* Task goal *
Leave out the images and transcribe the entries below word for word.

****

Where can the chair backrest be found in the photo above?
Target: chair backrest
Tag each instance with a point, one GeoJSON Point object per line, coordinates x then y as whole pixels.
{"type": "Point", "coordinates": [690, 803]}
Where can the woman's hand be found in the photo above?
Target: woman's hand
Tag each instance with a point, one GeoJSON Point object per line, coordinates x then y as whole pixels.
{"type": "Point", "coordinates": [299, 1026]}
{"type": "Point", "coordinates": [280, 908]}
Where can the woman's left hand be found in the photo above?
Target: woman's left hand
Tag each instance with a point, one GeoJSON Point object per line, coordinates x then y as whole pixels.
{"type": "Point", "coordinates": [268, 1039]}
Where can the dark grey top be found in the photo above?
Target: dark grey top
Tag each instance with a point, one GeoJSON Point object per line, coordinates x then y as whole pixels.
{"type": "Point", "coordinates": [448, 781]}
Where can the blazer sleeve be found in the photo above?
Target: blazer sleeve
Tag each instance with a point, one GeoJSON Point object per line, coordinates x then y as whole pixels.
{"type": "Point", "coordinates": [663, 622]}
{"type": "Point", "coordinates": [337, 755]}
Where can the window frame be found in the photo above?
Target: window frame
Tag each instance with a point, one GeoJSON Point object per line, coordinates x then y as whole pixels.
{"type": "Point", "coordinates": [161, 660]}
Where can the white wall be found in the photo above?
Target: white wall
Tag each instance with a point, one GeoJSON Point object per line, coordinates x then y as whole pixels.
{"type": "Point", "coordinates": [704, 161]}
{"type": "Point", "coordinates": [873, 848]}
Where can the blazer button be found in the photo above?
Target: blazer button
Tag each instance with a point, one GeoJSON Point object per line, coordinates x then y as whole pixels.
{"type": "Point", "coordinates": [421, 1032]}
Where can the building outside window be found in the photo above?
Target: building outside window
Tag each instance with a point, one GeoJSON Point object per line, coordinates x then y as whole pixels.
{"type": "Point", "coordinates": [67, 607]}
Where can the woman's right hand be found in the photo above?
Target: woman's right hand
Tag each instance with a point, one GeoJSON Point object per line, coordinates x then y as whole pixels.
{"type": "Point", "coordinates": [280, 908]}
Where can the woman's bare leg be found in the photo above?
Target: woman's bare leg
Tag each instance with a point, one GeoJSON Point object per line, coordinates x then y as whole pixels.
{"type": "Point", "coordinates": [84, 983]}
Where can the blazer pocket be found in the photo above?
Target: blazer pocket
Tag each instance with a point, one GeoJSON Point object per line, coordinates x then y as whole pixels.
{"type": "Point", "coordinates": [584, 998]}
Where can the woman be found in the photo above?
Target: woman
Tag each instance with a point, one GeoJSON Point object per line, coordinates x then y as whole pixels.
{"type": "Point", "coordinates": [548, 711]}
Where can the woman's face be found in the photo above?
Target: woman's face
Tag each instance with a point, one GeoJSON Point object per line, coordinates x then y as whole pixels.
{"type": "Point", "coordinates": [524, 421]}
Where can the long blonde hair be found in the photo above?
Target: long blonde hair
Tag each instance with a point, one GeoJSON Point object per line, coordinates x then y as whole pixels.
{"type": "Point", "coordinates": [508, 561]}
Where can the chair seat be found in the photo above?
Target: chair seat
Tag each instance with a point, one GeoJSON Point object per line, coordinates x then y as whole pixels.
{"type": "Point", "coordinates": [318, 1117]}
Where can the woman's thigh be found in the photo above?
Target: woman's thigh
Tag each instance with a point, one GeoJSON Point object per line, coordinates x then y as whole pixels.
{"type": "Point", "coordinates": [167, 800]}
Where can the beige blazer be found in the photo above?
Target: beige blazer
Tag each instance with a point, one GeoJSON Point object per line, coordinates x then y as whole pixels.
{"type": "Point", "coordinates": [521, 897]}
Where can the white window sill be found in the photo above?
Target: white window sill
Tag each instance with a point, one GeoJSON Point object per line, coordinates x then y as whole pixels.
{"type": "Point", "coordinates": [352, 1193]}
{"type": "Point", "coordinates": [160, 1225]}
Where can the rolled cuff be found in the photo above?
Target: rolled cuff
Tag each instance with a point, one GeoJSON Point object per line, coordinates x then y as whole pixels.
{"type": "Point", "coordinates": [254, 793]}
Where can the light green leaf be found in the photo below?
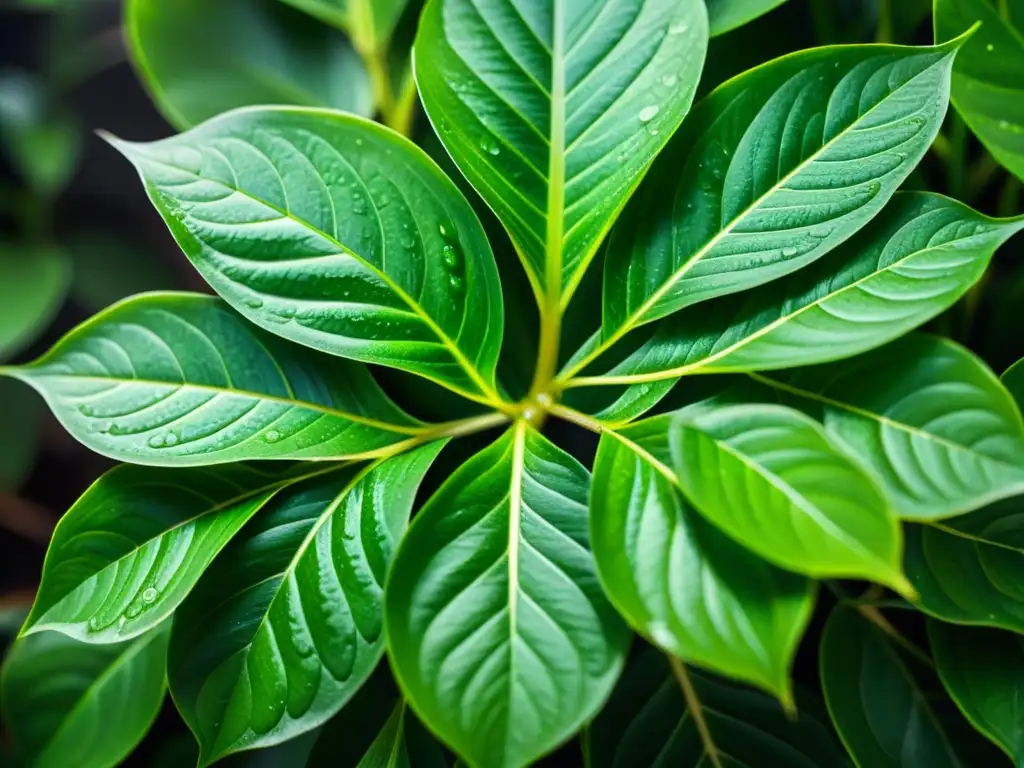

****

* Exercise solution *
Where can the chair backrest be found in the photo above?
Target: chair backrest
Tag each instance with a point, one GeoJSON Point object per line, coordinates x then y as whole pixels.
{"type": "Point", "coordinates": [690, 803]}
Where can the woman's hand be found in the photo above?
Target: woman's hand
Tag each instance with a point, one GeoJSON Point object per line, coordinates x then y as whole pixels.
{"type": "Point", "coordinates": [299, 1026]}
{"type": "Point", "coordinates": [280, 908]}
Where can the woman's left hand be found in the photo above?
Target: woman's left hand
Tag each instance with a point, one GeoJSON Point object per line, coordinates x then y as whole pixels.
{"type": "Point", "coordinates": [268, 1039]}
Where can the dark grey top be found in the photo above?
Target: dark grey top
Tag each instance with a point, one GeoJSON Point object per line, coordinates x then y as whole pixels.
{"type": "Point", "coordinates": [448, 781]}
Where can the blazer sleeve be found in the photo above?
Target: blazer sleeve
Tag each instance with a point, one GeoJSON Point object per line, coordinates x then y as whole pixels.
{"type": "Point", "coordinates": [663, 622]}
{"type": "Point", "coordinates": [337, 755]}
Where can the window frame be found in the photo above?
Target: window frame
Tag each instance with a point, one GeoJSON Point object per line, coordinates x then y as whole pixels.
{"type": "Point", "coordinates": [161, 660]}
Where can the white wall be found in the photo above?
Target: white wall
Tag each instance with a point, one GeoJSON Point object per line, coordinates x then y as whole pixels.
{"type": "Point", "coordinates": [704, 161]}
{"type": "Point", "coordinates": [873, 848]}
Where can the blazer button be found in the photo above?
Target: blazer button
Tag each instance with a point, one GeoJSON Point object per line, coordinates x then y as whole pixels.
{"type": "Point", "coordinates": [421, 1032]}
Where can the building outside window be found in the photo above?
Target: building outside window
Tag each instance with a point, one GeoJSON Point object per line, coordinates x then y as whole pixels.
{"type": "Point", "coordinates": [67, 607]}
Where can the woman's right hand be found in the photo above?
Target: woman's right hand
Tag each instance with a point, one GeoJSON Point object per line, coordinates x then y as whole pixels.
{"type": "Point", "coordinates": [280, 908]}
Where can the woman's bare leg be found in the photo above?
Target: woman's bare leg
Tag each instance with a point, one GeoJSON Point object per line, coordinates x then y as whole pixels.
{"type": "Point", "coordinates": [84, 983]}
Where can the blazer pocket be found in the photo above?
Target: blazer pocket
Tag each instance with a point, one GeoJSON Point object per line, coordinates x then y as whole pixels.
{"type": "Point", "coordinates": [584, 998]}
Where can the woman be found in the photo above?
Target: woman
Tag each instance with a point, one GeoJSON Point object per line, coordinates x then y as whole pixels.
{"type": "Point", "coordinates": [548, 711]}
Where can the woman's face be found in the photo above?
Target: woman's face
Tag each instance with a point, one GeoJSON Point object per line, coordinates x then y as whole pixels.
{"type": "Point", "coordinates": [524, 421]}
Where can the long blonde hair be found in the photo above?
Target: long blonde hair
Tag each instance with a point, one GeoJSON Point object per line, coordinates x then y as whole pixels.
{"type": "Point", "coordinates": [508, 561]}
Where can the chair seat be found in the photo above?
Target: chair seat
Tag each instance with a point, one GeoJSON Point object per line, coordinates x then y as whole pixels.
{"type": "Point", "coordinates": [318, 1117]}
Where can the woman's thigh be found in the photo above?
Target: woman's thigh
Tag each instance with a point, one GeoJSON Point object per line, coordinates x then y as whole pixels.
{"type": "Point", "coordinates": [167, 800]}
Where can the beige blazer be found in the photo above?
Target: beige blazer
Tag each instance with a point, one GeoJSON Point object per line, coordinates x then y as whole pixels.
{"type": "Point", "coordinates": [521, 897]}
Where can the white window sill be found in the photo above?
Target: white window sill
Tag each instance with a point, one GeoJSON Point object per line, coordinates x then y as whole pixels.
{"type": "Point", "coordinates": [352, 1193]}
{"type": "Point", "coordinates": [160, 1225]}
Where can the rolled cuff be found in the photo above?
Target: rolled cuff
Tag each instance with a point, one GeoJSON Point object per line, coordinates x then y as whole pixels.
{"type": "Point", "coordinates": [254, 793]}
Where can the light green leaf be found in the photo below?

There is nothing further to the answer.